> What the exercise asks: Look in the material below for the line with "Target: player's ear" and the line with "[point] jersey piping", then set down exactly those two lines and all lines between, nothing more.
★ ★ ★ ★ ★ ★ ★
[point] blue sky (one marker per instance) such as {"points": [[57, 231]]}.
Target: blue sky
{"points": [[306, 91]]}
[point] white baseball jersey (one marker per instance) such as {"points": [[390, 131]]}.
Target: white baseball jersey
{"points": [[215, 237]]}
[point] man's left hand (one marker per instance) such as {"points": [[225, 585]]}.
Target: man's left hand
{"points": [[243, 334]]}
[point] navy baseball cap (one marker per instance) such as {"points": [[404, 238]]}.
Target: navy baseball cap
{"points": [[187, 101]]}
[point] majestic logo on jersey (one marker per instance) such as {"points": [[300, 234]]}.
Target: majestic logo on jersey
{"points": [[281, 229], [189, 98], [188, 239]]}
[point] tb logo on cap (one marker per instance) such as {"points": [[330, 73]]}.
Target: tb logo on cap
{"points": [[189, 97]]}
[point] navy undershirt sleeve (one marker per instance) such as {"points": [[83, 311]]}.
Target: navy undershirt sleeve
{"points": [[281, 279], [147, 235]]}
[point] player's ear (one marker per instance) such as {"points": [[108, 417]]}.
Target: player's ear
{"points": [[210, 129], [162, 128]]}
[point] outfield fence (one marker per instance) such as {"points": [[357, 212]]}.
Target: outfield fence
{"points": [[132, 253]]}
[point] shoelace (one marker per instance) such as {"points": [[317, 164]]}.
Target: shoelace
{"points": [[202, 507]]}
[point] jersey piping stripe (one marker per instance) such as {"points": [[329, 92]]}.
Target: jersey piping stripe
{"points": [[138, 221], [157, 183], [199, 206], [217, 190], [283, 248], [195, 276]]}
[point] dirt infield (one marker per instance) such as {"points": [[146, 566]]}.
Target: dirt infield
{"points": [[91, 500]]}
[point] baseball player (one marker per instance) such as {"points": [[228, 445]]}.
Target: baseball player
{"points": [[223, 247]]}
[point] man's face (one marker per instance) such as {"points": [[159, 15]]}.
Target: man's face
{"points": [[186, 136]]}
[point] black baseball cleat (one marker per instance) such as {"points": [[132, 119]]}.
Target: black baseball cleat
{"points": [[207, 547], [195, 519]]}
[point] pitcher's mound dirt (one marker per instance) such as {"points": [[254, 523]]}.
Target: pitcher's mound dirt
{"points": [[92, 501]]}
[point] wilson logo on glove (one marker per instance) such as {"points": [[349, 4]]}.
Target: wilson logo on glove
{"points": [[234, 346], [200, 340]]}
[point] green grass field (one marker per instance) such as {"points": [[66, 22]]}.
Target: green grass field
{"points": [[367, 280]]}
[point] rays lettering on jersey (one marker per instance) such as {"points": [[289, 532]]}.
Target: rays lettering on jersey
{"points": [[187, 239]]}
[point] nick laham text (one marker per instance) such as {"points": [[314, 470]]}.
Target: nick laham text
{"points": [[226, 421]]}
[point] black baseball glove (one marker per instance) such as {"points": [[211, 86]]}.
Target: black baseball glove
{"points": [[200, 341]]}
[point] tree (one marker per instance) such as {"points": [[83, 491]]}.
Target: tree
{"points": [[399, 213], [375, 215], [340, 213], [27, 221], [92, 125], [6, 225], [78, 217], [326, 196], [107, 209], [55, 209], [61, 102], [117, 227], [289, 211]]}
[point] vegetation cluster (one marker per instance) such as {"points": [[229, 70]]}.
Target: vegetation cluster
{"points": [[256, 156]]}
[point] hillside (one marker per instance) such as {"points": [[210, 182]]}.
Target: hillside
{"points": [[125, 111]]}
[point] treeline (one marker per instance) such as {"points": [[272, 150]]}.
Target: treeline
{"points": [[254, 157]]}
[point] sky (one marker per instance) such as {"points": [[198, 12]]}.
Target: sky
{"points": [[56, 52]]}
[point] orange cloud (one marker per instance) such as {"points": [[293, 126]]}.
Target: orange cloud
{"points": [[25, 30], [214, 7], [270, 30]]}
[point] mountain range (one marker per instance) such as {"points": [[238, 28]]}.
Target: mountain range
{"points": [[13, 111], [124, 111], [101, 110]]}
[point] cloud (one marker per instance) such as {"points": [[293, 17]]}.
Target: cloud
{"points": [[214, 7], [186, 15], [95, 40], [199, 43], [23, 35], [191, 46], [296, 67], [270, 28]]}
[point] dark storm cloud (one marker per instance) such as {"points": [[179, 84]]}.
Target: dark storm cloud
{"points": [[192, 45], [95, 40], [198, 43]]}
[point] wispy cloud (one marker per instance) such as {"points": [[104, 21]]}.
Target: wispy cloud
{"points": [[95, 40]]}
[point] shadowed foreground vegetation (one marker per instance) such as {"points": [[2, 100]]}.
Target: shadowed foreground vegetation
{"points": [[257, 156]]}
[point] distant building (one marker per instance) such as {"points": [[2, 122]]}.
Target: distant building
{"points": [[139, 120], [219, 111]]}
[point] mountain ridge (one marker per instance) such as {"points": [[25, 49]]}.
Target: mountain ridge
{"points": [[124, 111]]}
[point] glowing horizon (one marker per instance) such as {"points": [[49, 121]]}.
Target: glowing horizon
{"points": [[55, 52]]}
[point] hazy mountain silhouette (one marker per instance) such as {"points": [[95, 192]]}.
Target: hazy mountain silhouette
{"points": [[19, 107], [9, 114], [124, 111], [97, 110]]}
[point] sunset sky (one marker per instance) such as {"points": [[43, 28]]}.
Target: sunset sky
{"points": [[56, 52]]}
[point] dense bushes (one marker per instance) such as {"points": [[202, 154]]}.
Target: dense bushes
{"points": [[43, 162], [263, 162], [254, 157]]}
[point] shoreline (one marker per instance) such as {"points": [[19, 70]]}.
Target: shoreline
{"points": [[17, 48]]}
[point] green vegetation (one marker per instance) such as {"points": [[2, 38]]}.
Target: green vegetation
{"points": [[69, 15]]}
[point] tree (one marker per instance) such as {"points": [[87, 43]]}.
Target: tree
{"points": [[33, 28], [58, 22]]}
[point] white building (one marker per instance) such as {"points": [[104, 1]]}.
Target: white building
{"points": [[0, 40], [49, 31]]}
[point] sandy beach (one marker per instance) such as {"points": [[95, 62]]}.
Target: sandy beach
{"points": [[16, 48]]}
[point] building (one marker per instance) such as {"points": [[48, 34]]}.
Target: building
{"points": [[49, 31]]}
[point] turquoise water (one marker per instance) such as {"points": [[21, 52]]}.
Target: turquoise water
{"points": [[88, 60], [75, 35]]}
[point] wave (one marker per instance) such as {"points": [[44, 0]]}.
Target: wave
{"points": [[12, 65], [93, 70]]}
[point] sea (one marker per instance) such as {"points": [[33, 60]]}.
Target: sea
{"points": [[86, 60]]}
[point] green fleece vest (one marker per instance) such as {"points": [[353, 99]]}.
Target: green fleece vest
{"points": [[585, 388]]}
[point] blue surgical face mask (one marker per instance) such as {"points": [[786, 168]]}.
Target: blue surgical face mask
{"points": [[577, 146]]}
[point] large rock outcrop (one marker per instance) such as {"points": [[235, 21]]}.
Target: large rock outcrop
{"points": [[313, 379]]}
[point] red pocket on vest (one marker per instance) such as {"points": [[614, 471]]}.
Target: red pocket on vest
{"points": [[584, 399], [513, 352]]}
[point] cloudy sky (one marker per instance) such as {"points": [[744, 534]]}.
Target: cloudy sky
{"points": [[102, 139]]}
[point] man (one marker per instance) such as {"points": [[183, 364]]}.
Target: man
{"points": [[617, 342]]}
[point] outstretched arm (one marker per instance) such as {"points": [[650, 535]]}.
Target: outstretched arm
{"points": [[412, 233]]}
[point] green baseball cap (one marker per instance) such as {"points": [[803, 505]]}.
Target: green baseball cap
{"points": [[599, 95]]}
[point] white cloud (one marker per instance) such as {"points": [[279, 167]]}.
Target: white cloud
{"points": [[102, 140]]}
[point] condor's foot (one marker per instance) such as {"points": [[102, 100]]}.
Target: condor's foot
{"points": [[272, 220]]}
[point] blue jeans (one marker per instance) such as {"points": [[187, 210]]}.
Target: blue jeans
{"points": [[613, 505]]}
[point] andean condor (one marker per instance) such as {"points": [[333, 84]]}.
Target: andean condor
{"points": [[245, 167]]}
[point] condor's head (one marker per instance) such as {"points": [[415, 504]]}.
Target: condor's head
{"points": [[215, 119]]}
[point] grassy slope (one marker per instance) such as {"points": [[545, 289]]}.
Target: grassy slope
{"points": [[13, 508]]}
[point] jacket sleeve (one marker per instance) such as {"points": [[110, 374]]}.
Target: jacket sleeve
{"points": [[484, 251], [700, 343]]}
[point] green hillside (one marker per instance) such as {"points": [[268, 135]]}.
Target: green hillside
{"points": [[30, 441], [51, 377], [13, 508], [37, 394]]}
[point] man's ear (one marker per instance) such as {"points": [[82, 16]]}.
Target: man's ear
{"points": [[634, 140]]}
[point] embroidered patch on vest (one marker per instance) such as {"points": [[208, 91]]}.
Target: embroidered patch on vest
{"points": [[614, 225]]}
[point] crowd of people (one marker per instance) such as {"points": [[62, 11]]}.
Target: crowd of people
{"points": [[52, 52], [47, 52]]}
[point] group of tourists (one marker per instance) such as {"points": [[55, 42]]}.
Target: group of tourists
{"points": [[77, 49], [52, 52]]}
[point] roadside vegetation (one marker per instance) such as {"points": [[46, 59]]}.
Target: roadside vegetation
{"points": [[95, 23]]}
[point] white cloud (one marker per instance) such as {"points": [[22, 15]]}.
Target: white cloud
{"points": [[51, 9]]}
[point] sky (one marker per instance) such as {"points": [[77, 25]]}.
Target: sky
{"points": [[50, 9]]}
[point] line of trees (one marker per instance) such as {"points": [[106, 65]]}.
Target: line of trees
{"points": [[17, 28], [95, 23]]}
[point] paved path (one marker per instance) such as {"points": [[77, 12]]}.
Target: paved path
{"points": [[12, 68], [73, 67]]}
★ ★ ★ ★ ★ ★ ★
> Solution:
Target: player's ear
{"points": [[210, 129], [162, 128]]}
[point] outfield fence (one marker per instance) such as {"points": [[357, 212]]}.
Target: outfield fence
{"points": [[132, 253]]}
[point] shoelace (one marker per instance) such as {"points": [[317, 164]]}.
Target: shoelace
{"points": [[202, 507]]}
[point] jersey piping stripe (one marker per instance) such as {"points": [[329, 92]]}.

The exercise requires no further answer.